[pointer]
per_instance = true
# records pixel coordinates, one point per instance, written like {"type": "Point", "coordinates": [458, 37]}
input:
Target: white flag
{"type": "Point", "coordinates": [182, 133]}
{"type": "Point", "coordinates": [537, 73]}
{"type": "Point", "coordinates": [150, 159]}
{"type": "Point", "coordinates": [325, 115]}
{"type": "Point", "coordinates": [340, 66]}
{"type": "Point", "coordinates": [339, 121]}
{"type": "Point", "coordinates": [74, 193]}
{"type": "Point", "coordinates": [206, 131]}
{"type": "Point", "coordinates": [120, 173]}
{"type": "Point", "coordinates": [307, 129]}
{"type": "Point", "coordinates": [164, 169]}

▸ **What is needed**: Can you reproduce every line of the entries above, character for character?

▸ **Solution to this problem**:
[pointer]
per_instance = true
# records pixel coordinates, one point per instance, written like {"type": "Point", "coordinates": [458, 37]}
input:
Target: white flag
{"type": "Point", "coordinates": [182, 133]}
{"type": "Point", "coordinates": [537, 73]}
{"type": "Point", "coordinates": [150, 159]}
{"type": "Point", "coordinates": [325, 115]}
{"type": "Point", "coordinates": [340, 66]}
{"type": "Point", "coordinates": [339, 121]}
{"type": "Point", "coordinates": [74, 193]}
{"type": "Point", "coordinates": [206, 131]}
{"type": "Point", "coordinates": [120, 173]}
{"type": "Point", "coordinates": [307, 129]}
{"type": "Point", "coordinates": [164, 169]}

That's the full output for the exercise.